* [Given passage]:
__________
As long as i get to be the frog
Goodness, no. It being in favor of your playstyle a dishonest thing to do? I certainly wouldn't ever think so. It's a pretty normal thing to do.

to me it would be so I apologize for taking your intent wrong.

I am after the truth, not support for a particular playstyle. I am also for challenging your framework as I think there’s a better for explaining what we are seeing.
 

prabe

Tension, apprension, and dissension have begun
Supporter
I'd like to really drill down on the first sentence. As you and I both said, these examples from the FATE SRD really look like things a D&D GM just decides. That's a big indication of the difference in how FATE frames things. In D&D, a player that had one of those statements attached to their character has either written it into their backstory or had it occur in play. On that front, they're pretty much the same as the FATE character. However, in D&D, the GM unilaterally decides when those things enter play as complications. In FATE, it's more of a negotiation. The GM proposes the complication, based on the trait, to the player. If the player agrees that this looks like something that would be true, they earn a FATE point. If they do not, they must pay a FATE point. This is pure incentive to lean into the traits you've chosen for your character. True, if you've spent all of your FATE points (presumably in doing awesome things), you cannot decline the Compel, but you're still going to be incentivized with a FATE point to lean into the traits you've chosen for you character.
__________
* [Data]:
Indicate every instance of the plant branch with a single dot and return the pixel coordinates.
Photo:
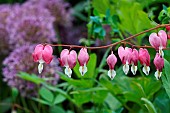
__________
* [Your instructions]: From the forum thread, give the text from "As long as i" up to and including "thing to do." again, swapping "playstyle" for "approach".

* [Result]:
As long as i get to be the frog
Goodness, no. It being in favor of your approach a dishonest thing to do? I certainly wouldn't ever think so. It's a pretty normal thing to do.